— Start Quoted passage —

Some people think I’m rude and I suppose, sometimes I am. However, It is just as rude when people treat me like I’m mentally-impaired, helpless or deaf. I had a lady following me around one afternoon. She followed me up the steps, across the mezzanine at the transit station and into an alcove where I was going to use a pay phone. She just stood there, less than two feet away, staring at me. I finally turned around and asked if she was planning to spend the afternoon with me.
“Well! You don’t have to be so rude. I was just trying to help.” Hey, for all I know, she could have been waiting for the opportunity to steal something when I wasn’t looking. When downtown alone, one can’t assume anything.
When you work a dog, the dog leads you up to a curb at the intersection. If you want to cross, you give the dog the appropriate command. If you want to turn left or right, you wait until you have reached the curb and command the dog accordingly. This might be a little slow, but it helps the dog keep from getting confused. I walked up to a crosswalk one afternoon, stopped and turned left. It was at that moment when a Man stopped and called to me. “You’re going the wrong way.”

— End Quoted passage —

• Task goal
Reproduce word for word the stretch of the passage about strangers offering unwanted help from "Some people think" through "can’t assume anything.".

— Start Stored data —

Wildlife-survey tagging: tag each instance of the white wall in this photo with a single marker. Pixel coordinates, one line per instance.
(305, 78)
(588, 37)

— End Stored data —

• Answer in full
Some people think I’m rude and I suppose, sometimes I am. However, It is just as rude when people treat me like I’m mentally-impaired, helpless or deaf. I had a lady following me around one afternoon. She followed me up the steps, across the mezzanine at the transit station and into an alcove where I was going to use a pay phone. She just stood there, less than two feet away, staring at me. I finally turned around and asked if she was planning to spend the afternoon with me.
“Well! You don’t have to be so rude. I was just trying to help.” Hey, for all I know, she could have been waiting for the opportunity to steal something when I wasn’t looking. When downtown alone, one can’t assume anything.